DOCUMENT PASSAGE:
==*==
Medicine photo
SHARE

In recent years, scientists have been developing new and creative ways to put electronics in the brain. These devices are useful for paralyzed patients to control prosthetic limbs with their minds, to help locked-in patients communicate with the outside world, or to help researchers better predict seizures in epileptic patients. But implanting them requires opening the skull, an intrusive procedure. Now researchers from the University of Melbourne have created a device that can be inserted into the brain through the blood vessels, no invasive surgery required. The study was published this week in Nature Biotechnology.

The device, about an inch long, looks similar to a stent, an apparatus placed around the heart to open up clogged blood vessels—in fact, the researchers named it a “stentrode.” To insert it, the researchers put a catheter into a vein in the neck, then snake it through the blood vessels into the head until the end is in the desired part of the brain, next to the motor cortex. Once the catheter reaches the right spot, the stentrode sticks to the sides of the blood vessel, where it can collect data from the activity of neurons nearby. The data reaches the researchers’ computers through a wire that comes out of the neck.
==*==
SUPPLIED DATA:
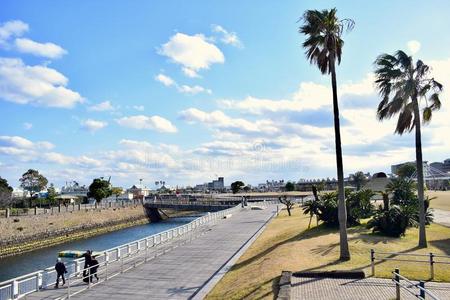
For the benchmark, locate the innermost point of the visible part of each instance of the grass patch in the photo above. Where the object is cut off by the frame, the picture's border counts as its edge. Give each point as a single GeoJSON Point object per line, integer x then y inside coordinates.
{"type": "Point", "coordinates": [442, 200]}
{"type": "Point", "coordinates": [287, 244]}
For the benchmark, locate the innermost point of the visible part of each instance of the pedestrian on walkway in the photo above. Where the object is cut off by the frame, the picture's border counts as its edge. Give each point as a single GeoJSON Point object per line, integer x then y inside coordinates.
{"type": "Point", "coordinates": [60, 271]}
{"type": "Point", "coordinates": [94, 267]}
{"type": "Point", "coordinates": [87, 263]}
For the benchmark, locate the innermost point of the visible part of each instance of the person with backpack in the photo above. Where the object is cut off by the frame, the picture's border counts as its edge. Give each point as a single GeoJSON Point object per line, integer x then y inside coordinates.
{"type": "Point", "coordinates": [94, 267]}
{"type": "Point", "coordinates": [60, 271]}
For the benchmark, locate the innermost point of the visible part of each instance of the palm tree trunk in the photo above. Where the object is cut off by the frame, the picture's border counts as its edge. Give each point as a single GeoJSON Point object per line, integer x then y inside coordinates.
{"type": "Point", "coordinates": [342, 213]}
{"type": "Point", "coordinates": [420, 182]}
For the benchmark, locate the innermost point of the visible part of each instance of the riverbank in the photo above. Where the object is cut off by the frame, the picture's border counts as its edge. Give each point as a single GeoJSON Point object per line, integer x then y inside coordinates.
{"type": "Point", "coordinates": [21, 235]}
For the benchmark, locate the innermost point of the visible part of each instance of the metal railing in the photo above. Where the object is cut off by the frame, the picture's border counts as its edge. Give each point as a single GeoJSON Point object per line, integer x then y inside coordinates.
{"type": "Point", "coordinates": [112, 261]}
{"type": "Point", "coordinates": [418, 290]}
{"type": "Point", "coordinates": [431, 259]}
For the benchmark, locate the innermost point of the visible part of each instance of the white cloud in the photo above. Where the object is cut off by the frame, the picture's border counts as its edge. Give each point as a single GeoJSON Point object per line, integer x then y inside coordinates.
{"type": "Point", "coordinates": [15, 141]}
{"type": "Point", "coordinates": [193, 52]}
{"type": "Point", "coordinates": [93, 125]}
{"type": "Point", "coordinates": [102, 106]}
{"type": "Point", "coordinates": [37, 85]}
{"type": "Point", "coordinates": [12, 29]}
{"type": "Point", "coordinates": [413, 46]}
{"type": "Point", "coordinates": [166, 80]}
{"type": "Point", "coordinates": [229, 38]}
{"type": "Point", "coordinates": [155, 123]}
{"type": "Point", "coordinates": [19, 142]}
{"type": "Point", "coordinates": [190, 73]}
{"type": "Point", "coordinates": [309, 96]}
{"type": "Point", "coordinates": [217, 119]}
{"type": "Point", "coordinates": [48, 50]}
{"type": "Point", "coordinates": [185, 89]}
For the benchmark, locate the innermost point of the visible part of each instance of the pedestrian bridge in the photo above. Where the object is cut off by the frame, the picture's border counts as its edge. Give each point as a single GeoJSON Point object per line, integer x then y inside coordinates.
{"type": "Point", "coordinates": [187, 205]}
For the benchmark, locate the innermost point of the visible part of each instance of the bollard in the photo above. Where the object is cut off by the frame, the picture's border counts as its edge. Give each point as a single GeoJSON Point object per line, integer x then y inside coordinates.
{"type": "Point", "coordinates": [68, 287]}
{"type": "Point", "coordinates": [15, 289]}
{"type": "Point", "coordinates": [397, 284]}
{"type": "Point", "coordinates": [422, 290]}
{"type": "Point", "coordinates": [89, 277]}
{"type": "Point", "coordinates": [106, 265]}
{"type": "Point", "coordinates": [431, 265]}
{"type": "Point", "coordinates": [372, 261]}
{"type": "Point", "coordinates": [37, 281]}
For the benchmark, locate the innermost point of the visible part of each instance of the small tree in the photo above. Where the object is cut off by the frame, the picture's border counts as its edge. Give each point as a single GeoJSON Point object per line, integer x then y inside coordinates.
{"type": "Point", "coordinates": [51, 194]}
{"type": "Point", "coordinates": [5, 193]}
{"type": "Point", "coordinates": [237, 186]}
{"type": "Point", "coordinates": [359, 179]}
{"type": "Point", "coordinates": [99, 189]}
{"type": "Point", "coordinates": [406, 170]}
{"type": "Point", "coordinates": [33, 182]}
{"type": "Point", "coordinates": [117, 191]}
{"type": "Point", "coordinates": [289, 186]}
{"type": "Point", "coordinates": [288, 202]}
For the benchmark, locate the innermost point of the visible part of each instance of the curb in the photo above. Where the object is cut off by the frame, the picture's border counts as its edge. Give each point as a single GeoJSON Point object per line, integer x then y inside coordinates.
{"type": "Point", "coordinates": [284, 292]}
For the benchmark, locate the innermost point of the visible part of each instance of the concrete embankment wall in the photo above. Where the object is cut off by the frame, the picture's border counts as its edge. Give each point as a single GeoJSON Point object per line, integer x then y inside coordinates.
{"type": "Point", "coordinates": [22, 234]}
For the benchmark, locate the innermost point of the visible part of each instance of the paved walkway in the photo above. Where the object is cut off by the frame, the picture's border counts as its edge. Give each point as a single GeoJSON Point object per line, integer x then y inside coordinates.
{"type": "Point", "coordinates": [351, 289]}
{"type": "Point", "coordinates": [182, 272]}
{"type": "Point", "coordinates": [442, 217]}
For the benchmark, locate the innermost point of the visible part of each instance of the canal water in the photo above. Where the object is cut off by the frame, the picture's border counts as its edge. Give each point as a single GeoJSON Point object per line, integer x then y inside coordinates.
{"type": "Point", "coordinates": [22, 264]}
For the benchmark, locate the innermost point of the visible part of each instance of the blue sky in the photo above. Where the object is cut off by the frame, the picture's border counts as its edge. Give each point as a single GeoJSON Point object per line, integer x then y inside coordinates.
{"type": "Point", "coordinates": [184, 91]}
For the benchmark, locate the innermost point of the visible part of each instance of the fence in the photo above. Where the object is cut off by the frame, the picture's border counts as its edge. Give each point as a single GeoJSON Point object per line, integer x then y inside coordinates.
{"type": "Point", "coordinates": [432, 259]}
{"type": "Point", "coordinates": [418, 290]}
{"type": "Point", "coordinates": [113, 260]}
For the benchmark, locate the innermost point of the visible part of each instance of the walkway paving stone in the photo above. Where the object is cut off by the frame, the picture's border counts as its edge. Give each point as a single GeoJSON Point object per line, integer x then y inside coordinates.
{"type": "Point", "coordinates": [183, 271]}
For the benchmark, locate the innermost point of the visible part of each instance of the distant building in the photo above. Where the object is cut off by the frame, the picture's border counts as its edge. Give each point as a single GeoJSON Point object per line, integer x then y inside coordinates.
{"type": "Point", "coordinates": [215, 185]}
{"type": "Point", "coordinates": [74, 189]}
{"type": "Point", "coordinates": [139, 192]}
{"type": "Point", "coordinates": [442, 166]}
{"type": "Point", "coordinates": [272, 186]}
{"type": "Point", "coordinates": [394, 168]}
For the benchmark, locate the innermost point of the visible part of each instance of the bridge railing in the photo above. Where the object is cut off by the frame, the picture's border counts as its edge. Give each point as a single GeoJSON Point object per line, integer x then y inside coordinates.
{"type": "Point", "coordinates": [431, 259]}
{"type": "Point", "coordinates": [418, 290]}
{"type": "Point", "coordinates": [114, 260]}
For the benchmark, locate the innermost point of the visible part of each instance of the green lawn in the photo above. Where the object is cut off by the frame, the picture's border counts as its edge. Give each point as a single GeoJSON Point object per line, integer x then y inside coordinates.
{"type": "Point", "coordinates": [286, 244]}
{"type": "Point", "coordinates": [442, 200]}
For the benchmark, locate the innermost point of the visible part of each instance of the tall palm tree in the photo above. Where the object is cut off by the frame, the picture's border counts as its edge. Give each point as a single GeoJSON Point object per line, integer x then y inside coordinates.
{"type": "Point", "coordinates": [323, 44]}
{"type": "Point", "coordinates": [407, 89]}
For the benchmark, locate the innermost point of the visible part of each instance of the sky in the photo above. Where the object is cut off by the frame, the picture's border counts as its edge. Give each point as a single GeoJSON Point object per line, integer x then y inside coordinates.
{"type": "Point", "coordinates": [185, 91]}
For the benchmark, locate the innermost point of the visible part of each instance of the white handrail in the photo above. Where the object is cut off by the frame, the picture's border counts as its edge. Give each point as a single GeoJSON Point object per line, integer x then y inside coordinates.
{"type": "Point", "coordinates": [22, 285]}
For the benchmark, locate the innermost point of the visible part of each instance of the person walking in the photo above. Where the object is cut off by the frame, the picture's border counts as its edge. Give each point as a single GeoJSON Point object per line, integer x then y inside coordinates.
{"type": "Point", "coordinates": [87, 263]}
{"type": "Point", "coordinates": [60, 271]}
{"type": "Point", "coordinates": [94, 267]}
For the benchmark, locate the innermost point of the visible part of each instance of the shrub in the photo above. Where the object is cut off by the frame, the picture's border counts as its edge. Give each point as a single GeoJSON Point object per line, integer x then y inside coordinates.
{"type": "Point", "coordinates": [403, 211]}
{"type": "Point", "coordinates": [392, 222]}
{"type": "Point", "coordinates": [326, 207]}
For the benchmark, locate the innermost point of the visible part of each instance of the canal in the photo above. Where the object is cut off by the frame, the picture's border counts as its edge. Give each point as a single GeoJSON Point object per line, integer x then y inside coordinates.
{"type": "Point", "coordinates": [25, 263]}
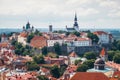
==*==
REQUIRED ACTIONS:
1. In the passage on the stentrode, which journal published the University of Melbourne study?
2. Using the passage on the stentrode, explain why the researchers gave the device the name "stentrode."
The records are not needed here.

TASK ANSWERS:
1. Nature Biotechnology.

2. The device is about an inch long and looks similar to a stent, which is placed around the heart to open clogged blood vessels. Because of that resemblance, the researchers named it a "stentrode."